Regular decision pool sees slight increase by 43 students
The 20,550 regular decision applications received for the class of 2020 barely exceeded the 20,507 applications submitted for the Class of 2019. Last year, regular decision applications increased by six percent from the previous year.
In 2014, the College saw a 14 percent decrease in applications from the year before, when 19,235 students applied for the Class of 2018. This year’s applications reflect a smaller pool than years prior — 22,416 applied in 2013; 23,110 in 2012; 22,385 in 2011.
Interim dean of admissions Paul Sunde wrote in an email that the application pool for the Class of 2020 exhibits more diversity than those in past years. Applications from international students, first-generation students and students of color have either stayed the same or increased in number for both early decision and regular decision this year, Sunde wrote.
Sunde also said that applicants include students from 46 states and 20 countries. He added that he thinks that the academic quality of the students — both in the early and regular decision pools — are on par with, or stronger, than those in other application seasons.
Sunde said that he thinks the increase in early application numbers, as well as the sustained levels of regular decision application numbers, is due to the admissions office’s recruitment efforts. He noted that he thinks Dartmouth’s dedication to implementing progressive policies is evident to applicants.
Sunde said that many alumni whose children are considering the College told him that they wish they had had the residential housing system, which will be implemented in fall of 2016, when they were undergraduates.

Work to complete: Rewrite the admissions article from "In 2014, the" up to and including "22,385 in 2011.", changing "decrease" to "drop".

Source data:
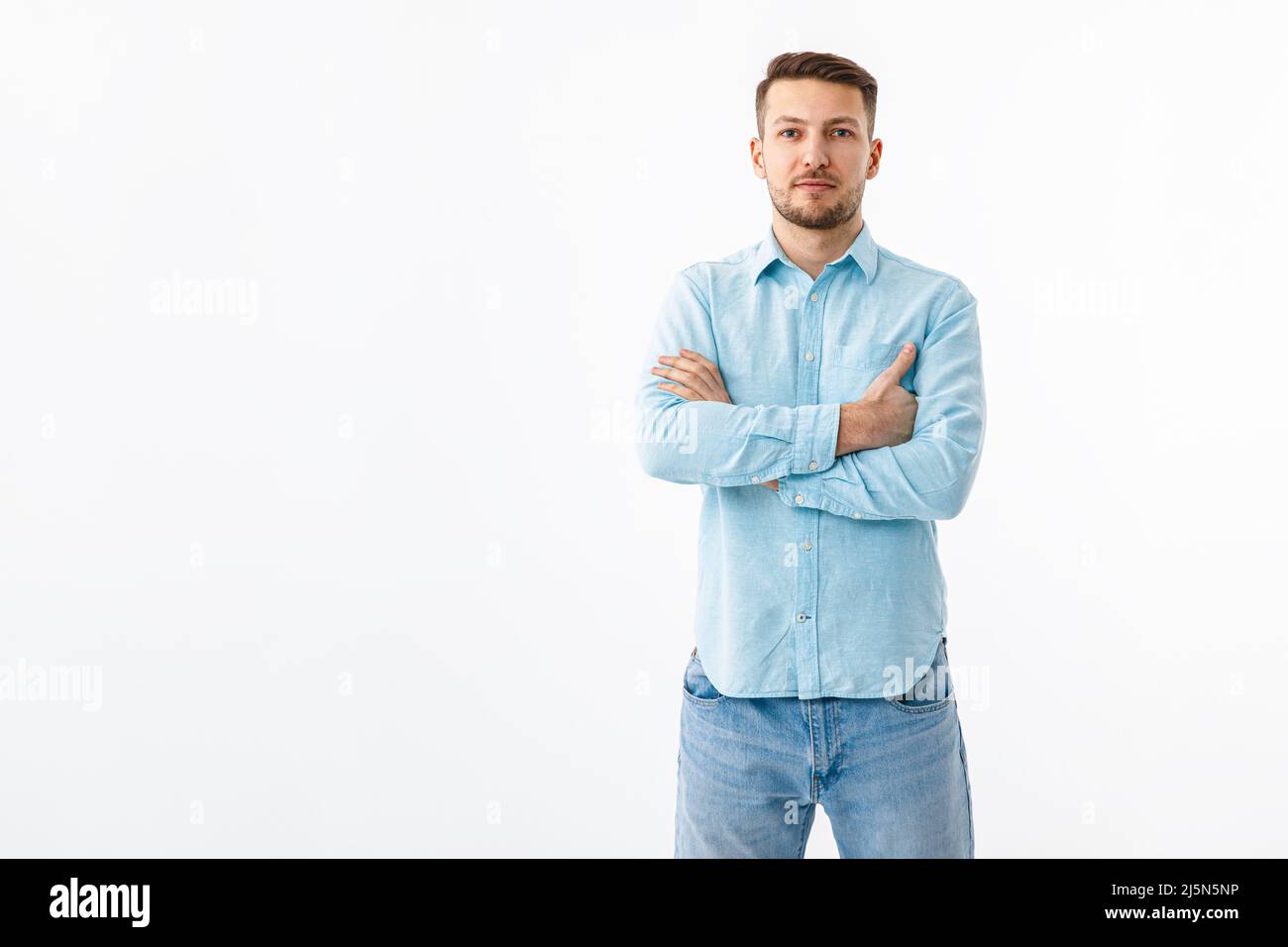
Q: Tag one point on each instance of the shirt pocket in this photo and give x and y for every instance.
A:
(876, 355)
(854, 368)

Task result:
In 2014, the College saw a 14 percent drop in applications from the year before, when 19,235 students applied for the Class of 2018. This year’s applications reflect a smaller pool than years prior — 22,416 applied in 2013; 23,110 in 2012; 22,385 in 2011.